In an extensively researched and compellingly written dissent channel cable (19 State 131254), Mr. Heddleston argued the case for the State Department and DSS to change overseas vehicle usage policy so regional security officers can provide a more secure environment for the conduct of U.S. foreign policy.
He argued that a uniform overseas policy that provides dedicated government-owned vehicles at any time of the week, day or night, to regional security offices would improve the emergency response capabilities of DSS agents assigned overseas and allow them to more efficiently and effectively carry out the myriad law enforcement and security functions for which they are responsible.
Mr. Heddleston urged the department to prioritize funding and resources to empower chiefs of mission and DSS personnel to provide equitable law enforcement and security services abroad.
He noted that DSS agents assigned to domestic field offices and various headquarters offices and divisions with protective and investigative responsibilities are provided individually dedicated government-owned vehicles for after-hours response, consistent with the capabilities of their federal law enforcement counterparts from other agencies. But no such program exists for DSS agents carrying out similar functions and responsibilities overseas.
While current policy allows for DSS personnel to negotiate the use of dedicated official vehicles for emergency response, Mr. Heddleston argued that such authorities and procedures should be grounded in official department policy and not subject to the whims of individual post management or changes in post leadership.
I am not the only member of the Foreign Service to vocalize concerns over DSS’ ability to deliver effective service to our constituents abroad. It is the actions of my dedicated colleagues and senior leadership in response that make my dissent relevant.
“I hope that my cable provides a one-stop resource justifying the use of dedicated vehicles for overseas law enforcement and security functions, the legal and federal precedence for such use, and the benefit of allowing DSS special agents to utilize vehicles instead of keeping them secured in motor pools,” he says.
Mr. Heddleston also discussed the importance of dissent for a healthy Foreign Service. “Meaningful dissent offers a mechanism for dedicated professionals to voice concern and offer recommendations to the most senior leaders, without alienating management and leaders who may concur with the concepts but not hold the authority to implement them,” he says.

_EXERCISE BRIEF_
From the passage above on Mr. Heddleston's vehicle-policy dissent, extract word for word the span that begins at the words "While current policy" and stops after the words "in post leadership.".

_PROVIDED DATA_
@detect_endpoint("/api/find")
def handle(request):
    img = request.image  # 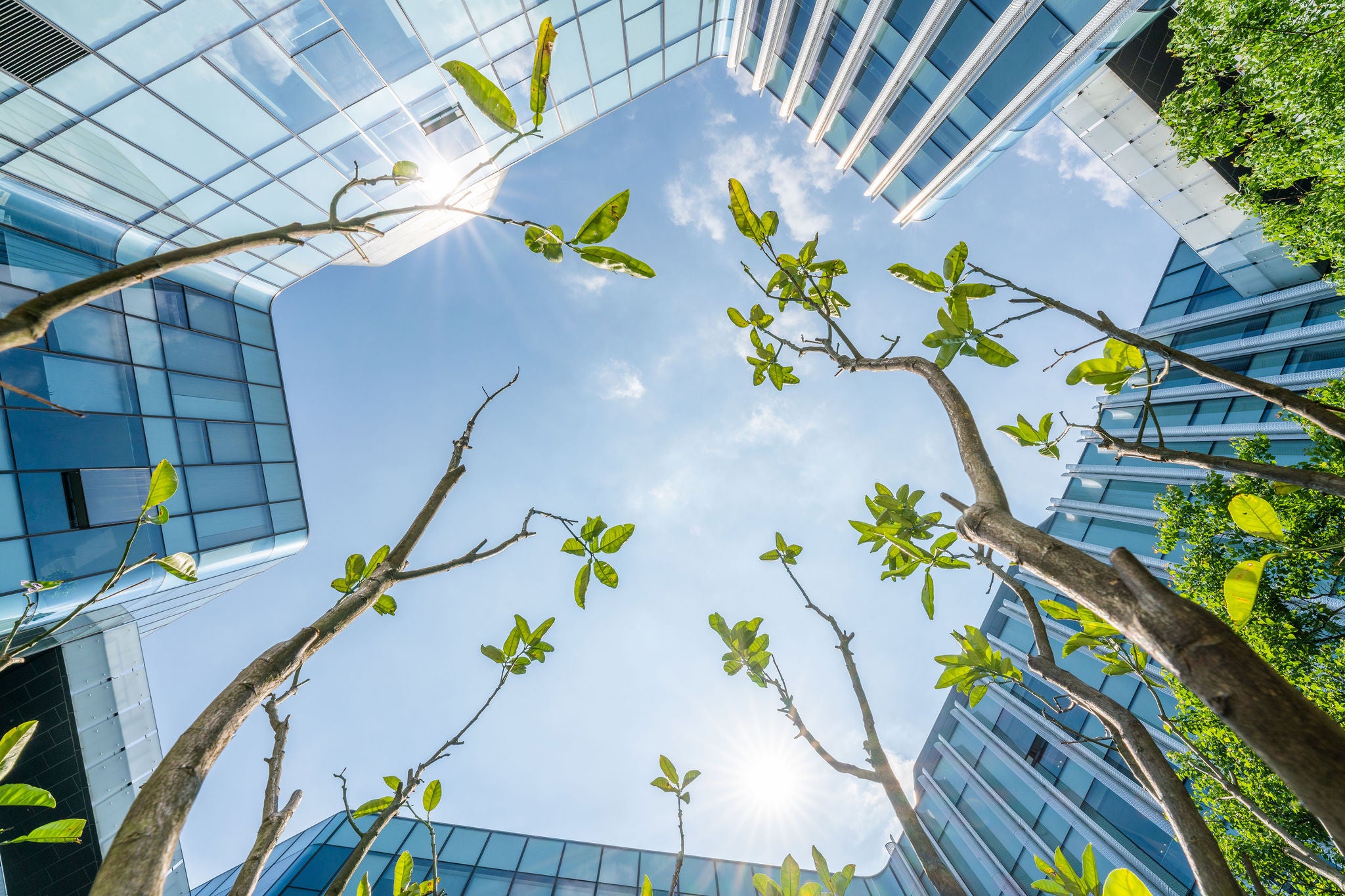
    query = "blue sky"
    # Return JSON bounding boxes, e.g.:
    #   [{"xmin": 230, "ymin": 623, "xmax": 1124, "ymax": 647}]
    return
[{"xmin": 144, "ymin": 60, "xmax": 1176, "ymax": 884}]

_WRITTEN ANSWER_
While current policy allows for DSS personnel to negotiate the use of dedicated official vehicles for emergency response, Mr. Heddleston argued that such authorities and procedures should be grounded in official department policy and not subject to the whims of individual post management or changes in post leadership.